### Listed records

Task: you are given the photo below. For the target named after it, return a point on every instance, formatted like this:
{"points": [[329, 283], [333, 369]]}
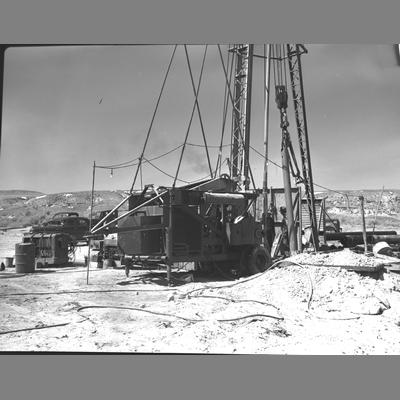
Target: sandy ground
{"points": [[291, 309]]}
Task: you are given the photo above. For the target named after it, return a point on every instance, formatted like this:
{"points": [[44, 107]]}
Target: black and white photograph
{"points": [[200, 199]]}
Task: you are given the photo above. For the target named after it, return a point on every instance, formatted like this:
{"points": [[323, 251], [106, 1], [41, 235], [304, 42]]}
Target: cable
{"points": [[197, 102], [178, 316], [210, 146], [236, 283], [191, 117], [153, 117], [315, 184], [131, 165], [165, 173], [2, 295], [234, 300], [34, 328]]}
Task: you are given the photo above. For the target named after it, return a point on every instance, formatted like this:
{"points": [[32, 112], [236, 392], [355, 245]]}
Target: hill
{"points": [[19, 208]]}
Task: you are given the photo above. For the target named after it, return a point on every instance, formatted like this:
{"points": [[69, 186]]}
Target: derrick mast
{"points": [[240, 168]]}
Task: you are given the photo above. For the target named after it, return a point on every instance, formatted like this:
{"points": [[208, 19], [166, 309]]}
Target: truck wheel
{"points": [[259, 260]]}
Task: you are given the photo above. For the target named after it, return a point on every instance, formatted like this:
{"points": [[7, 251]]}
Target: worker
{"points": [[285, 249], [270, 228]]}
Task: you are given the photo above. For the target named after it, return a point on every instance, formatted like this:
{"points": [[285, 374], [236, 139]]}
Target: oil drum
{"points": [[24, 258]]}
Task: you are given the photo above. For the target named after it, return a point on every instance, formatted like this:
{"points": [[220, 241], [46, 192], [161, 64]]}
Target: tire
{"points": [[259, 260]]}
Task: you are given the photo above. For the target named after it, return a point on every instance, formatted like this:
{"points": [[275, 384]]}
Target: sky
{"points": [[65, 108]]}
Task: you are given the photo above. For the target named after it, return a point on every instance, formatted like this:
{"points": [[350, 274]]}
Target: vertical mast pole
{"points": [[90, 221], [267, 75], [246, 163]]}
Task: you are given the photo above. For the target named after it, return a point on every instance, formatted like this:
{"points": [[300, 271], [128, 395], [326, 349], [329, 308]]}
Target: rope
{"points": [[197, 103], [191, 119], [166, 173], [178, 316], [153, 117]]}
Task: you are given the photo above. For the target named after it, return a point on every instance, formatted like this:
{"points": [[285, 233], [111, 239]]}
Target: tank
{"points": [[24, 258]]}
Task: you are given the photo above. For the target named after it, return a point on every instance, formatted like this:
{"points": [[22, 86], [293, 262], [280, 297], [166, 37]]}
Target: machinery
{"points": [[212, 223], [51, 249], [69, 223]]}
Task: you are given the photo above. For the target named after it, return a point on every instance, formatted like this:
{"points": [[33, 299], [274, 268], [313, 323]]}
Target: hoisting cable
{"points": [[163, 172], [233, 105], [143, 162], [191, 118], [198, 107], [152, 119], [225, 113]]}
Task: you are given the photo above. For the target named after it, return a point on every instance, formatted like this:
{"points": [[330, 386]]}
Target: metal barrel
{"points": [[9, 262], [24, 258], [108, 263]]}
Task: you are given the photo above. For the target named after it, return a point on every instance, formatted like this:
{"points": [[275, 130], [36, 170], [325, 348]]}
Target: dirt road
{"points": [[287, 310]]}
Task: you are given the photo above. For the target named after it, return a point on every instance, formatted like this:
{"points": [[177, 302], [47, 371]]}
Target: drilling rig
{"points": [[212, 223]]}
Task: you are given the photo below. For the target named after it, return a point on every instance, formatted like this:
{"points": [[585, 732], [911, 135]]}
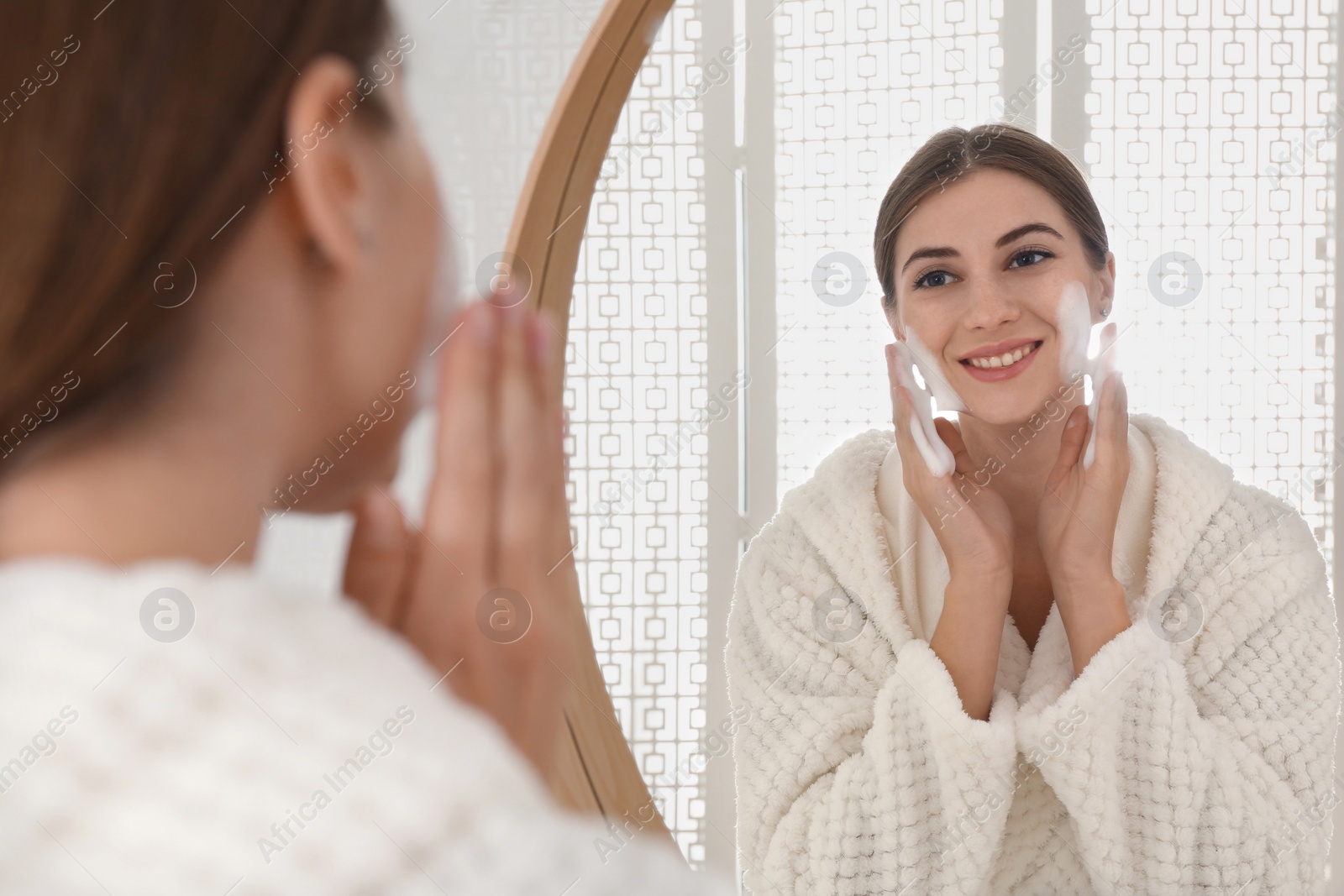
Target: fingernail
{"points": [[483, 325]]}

######

▶ Written problem
Copy the records exactly. Skip the pictures.

▶ Exercise result
Task: you are given the photo below. For the target named after it, return a point on every instance, formatted like this:
{"points": [[329, 283], [333, 369]]}
Target: sandy ground
{"points": [[291, 309]]}
Task: you are given the photo above. For the target named after it, return a point on every instance, formatted like this:
{"points": [[44, 107]]}
Target: black and white photograph
{"points": [[200, 199]]}
Task: you are given the photo above. For the target named after it, return a point on every instance, formatted like this:
{"points": [[323, 251], [106, 1], [41, 235], [304, 42]]}
Target: cable
{"points": [[197, 102], [178, 316], [210, 146], [236, 283], [191, 117], [153, 117], [315, 184], [131, 165], [165, 173], [2, 295], [234, 300], [34, 328]]}
Task: you are given the photo above. For the target named after it, return a point on every instance, formatted like this:
{"points": [[32, 112], [236, 392], [355, 245]]}
Target: hill
{"points": [[19, 208]]}
Task: you are given the photo above. For the target named after it, return a point on every instance, formatted like this:
{"points": [[69, 186]]}
Target: derrick mast
{"points": [[240, 168]]}
Task: you are given the photo above. For the target named after it, return a point on every instance, formatted like this:
{"points": [[208, 19], [166, 309]]}
Target: truck wheel
{"points": [[259, 260]]}
Task: you are given the photo above. For the target named after it, return a point on every instance, formatted like this:
{"points": [[7, 251]]}
Target: worker
{"points": [[285, 249], [270, 228]]}
Task: you are given the photo above. For the target named after it, return a point on every instance, formatted like this:
{"points": [[285, 374], [236, 139]]}
Target: oil drum
{"points": [[24, 258]]}
Task: you are given the photo above. For the target named after it, return a point on every instance, formatted like this:
{"points": [[220, 241], [46, 192], [161, 64]]}
Target: tire
{"points": [[259, 260]]}
Task: you are given the photo above. For the target named after it, return a point on every instance, formatted like this:
{"points": [[275, 384]]}
Target: sky
{"points": [[65, 108]]}
Task: you are given the photo above. For the target named after it, return a point on every instance, formatted like this:
{"points": [[350, 274]]}
Target: vertical mast pole
{"points": [[90, 221], [267, 75], [246, 163]]}
Task: you are given the photo above. For the target named after it, return a point on every instance, formatted like this:
{"points": [[300, 271], [128, 395], [326, 349], [329, 308]]}
Target: rope
{"points": [[197, 103], [191, 119], [166, 173], [178, 316], [153, 117]]}
Task: you are given the photo above. For the target named after it, return a point on every instance, formatted like this:
{"points": [[285, 233], [111, 239]]}
Target: tank
{"points": [[24, 258]]}
Task: you are given the photo above. For the target named after it, return a point on every instance, formatted like this:
{"points": [[22, 86], [293, 262], [280, 297], [166, 37]]}
Target: machinery
{"points": [[212, 223], [51, 249], [69, 223]]}
Task: you are given the photo above. For the target named after it, return a point on every instance, formatted like this:
{"points": [[33, 299], [274, 268], [313, 323]]}
Target: hoisting cable
{"points": [[163, 172], [233, 105], [143, 162], [191, 118], [198, 107], [152, 119], [225, 113]]}
Task: you are given the photo above. For the target named after it, return a point on every instance, formatted like this:
{"points": [[330, 386]]}
Target: metal barrel
{"points": [[9, 262], [24, 258], [108, 263]]}
Task: you are given the photo above. For the target named after it, return a point on every instance, formatted like this:
{"points": [[275, 130], [36, 170], [325, 348]]}
Target: dirt road
{"points": [[287, 310]]}
Task: you are given the photo above. For the target named after it, return a point on every instance, formatted like this:
{"points": [[177, 302], [47, 371]]}
Target: drilling rig
{"points": [[212, 223]]}
Task: you are given the photo below. For the target named after it, return a point on every instance, formatted like this:
{"points": [[585, 732], [911, 135]]}
Target: fingernail
{"points": [[483, 325]]}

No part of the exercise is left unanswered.